● **Given task**
List every line of the records below that contains the word "wall".

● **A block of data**

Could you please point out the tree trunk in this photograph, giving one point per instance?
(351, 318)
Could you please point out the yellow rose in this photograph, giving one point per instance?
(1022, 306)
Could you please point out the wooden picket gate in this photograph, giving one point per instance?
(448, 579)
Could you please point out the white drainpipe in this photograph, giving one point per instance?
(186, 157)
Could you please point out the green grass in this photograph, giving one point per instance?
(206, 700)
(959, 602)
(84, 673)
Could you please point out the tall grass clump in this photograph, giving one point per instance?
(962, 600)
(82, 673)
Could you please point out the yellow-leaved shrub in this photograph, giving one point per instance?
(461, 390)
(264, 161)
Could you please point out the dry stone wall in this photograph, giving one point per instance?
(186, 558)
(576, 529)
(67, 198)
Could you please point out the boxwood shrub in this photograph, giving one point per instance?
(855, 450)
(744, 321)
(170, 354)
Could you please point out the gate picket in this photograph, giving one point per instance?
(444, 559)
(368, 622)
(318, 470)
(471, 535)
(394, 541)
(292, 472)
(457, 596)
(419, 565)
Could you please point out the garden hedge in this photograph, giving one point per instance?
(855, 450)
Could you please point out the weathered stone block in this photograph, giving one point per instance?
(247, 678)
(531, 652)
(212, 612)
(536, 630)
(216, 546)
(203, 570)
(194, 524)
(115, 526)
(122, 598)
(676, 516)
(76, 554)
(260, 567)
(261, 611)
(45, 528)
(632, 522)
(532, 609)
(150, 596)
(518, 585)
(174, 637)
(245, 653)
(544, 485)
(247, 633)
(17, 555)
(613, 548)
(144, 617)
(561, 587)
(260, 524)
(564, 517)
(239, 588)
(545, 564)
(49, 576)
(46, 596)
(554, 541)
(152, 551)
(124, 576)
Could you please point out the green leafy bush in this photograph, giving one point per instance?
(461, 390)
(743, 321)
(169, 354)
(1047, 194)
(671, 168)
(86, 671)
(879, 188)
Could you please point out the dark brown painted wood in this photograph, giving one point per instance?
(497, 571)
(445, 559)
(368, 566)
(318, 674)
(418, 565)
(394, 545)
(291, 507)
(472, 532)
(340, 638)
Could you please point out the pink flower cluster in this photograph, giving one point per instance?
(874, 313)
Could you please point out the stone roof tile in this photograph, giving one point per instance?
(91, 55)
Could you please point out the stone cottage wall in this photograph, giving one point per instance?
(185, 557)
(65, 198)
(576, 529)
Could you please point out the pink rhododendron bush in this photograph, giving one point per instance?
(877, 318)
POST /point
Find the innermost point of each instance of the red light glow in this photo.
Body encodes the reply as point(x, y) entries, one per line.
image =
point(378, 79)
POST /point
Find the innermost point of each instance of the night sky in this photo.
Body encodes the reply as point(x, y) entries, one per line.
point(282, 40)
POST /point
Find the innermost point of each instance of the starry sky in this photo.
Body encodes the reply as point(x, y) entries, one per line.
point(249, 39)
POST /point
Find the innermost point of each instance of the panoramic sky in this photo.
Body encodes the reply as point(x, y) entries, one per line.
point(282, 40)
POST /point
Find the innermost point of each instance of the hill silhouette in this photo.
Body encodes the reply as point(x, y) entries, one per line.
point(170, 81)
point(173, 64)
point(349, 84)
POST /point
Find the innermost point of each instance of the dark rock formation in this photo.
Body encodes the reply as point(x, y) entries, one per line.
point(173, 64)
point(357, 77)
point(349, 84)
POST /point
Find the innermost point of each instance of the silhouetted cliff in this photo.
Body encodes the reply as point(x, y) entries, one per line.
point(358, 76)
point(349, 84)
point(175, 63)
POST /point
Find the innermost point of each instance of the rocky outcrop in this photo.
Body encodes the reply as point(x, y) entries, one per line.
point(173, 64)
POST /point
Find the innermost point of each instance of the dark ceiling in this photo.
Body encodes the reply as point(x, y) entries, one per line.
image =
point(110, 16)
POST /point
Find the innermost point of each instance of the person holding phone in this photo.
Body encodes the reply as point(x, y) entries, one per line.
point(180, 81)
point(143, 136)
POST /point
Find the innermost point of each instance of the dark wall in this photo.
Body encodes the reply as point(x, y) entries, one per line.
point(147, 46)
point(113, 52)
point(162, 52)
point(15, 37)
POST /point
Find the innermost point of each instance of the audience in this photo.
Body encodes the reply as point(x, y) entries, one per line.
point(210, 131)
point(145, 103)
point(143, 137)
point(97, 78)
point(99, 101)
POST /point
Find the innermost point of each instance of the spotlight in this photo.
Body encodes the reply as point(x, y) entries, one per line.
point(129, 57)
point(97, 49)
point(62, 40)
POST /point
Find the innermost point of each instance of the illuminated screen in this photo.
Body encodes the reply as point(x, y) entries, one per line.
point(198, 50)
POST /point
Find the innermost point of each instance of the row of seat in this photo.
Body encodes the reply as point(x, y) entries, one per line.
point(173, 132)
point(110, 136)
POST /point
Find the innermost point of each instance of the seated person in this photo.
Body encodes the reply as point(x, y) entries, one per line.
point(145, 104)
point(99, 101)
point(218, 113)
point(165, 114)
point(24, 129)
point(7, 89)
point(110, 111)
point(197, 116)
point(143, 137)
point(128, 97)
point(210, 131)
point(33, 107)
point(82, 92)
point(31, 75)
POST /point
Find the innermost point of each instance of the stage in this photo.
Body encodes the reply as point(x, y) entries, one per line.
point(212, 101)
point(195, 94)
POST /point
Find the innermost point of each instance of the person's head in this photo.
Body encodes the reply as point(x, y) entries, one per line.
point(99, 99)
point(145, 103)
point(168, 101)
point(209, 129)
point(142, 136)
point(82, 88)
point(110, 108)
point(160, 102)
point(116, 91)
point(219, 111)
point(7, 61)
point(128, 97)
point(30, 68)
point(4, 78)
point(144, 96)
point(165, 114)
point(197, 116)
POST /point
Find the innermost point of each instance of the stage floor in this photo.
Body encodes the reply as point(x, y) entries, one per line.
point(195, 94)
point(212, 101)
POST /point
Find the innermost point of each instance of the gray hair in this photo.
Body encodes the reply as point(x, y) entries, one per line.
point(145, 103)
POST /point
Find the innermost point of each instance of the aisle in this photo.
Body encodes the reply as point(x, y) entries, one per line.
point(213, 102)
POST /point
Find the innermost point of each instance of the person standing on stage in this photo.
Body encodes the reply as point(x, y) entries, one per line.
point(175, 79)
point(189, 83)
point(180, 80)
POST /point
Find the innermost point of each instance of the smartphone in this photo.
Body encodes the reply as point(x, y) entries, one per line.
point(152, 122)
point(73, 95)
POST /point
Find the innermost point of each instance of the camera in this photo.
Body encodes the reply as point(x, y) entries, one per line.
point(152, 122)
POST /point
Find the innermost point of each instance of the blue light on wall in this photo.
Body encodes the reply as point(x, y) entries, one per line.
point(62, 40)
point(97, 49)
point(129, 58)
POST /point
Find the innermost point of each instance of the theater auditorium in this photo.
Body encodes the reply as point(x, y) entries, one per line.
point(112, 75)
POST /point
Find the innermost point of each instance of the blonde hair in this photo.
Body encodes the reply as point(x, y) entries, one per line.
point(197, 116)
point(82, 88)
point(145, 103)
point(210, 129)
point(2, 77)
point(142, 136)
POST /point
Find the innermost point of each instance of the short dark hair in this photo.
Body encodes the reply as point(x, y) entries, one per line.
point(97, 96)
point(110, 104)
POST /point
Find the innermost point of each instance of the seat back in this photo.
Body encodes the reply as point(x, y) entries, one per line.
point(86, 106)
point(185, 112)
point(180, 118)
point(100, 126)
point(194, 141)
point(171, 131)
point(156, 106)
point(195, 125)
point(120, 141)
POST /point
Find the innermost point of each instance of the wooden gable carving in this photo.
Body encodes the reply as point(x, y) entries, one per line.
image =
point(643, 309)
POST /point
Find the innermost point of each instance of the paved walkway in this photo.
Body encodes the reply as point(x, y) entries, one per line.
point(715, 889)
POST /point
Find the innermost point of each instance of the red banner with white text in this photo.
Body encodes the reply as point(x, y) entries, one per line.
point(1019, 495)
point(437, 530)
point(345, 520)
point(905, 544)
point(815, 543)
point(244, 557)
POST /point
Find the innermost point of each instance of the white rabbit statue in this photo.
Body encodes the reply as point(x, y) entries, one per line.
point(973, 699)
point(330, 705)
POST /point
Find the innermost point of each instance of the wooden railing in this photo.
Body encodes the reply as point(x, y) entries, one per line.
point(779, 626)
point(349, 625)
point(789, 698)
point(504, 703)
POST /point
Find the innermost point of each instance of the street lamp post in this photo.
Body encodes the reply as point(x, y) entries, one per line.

● **Exercise answer**
Could you please point out the dry stone wall in this photograph, giving one point per instance?
Could you please point out the stone cottage wall in this photograph, giving one point per instance?
Find the innermost point of each instance of the dark wall in this photo.
Find the innermost point of each instance of the blue light on wall in this photo.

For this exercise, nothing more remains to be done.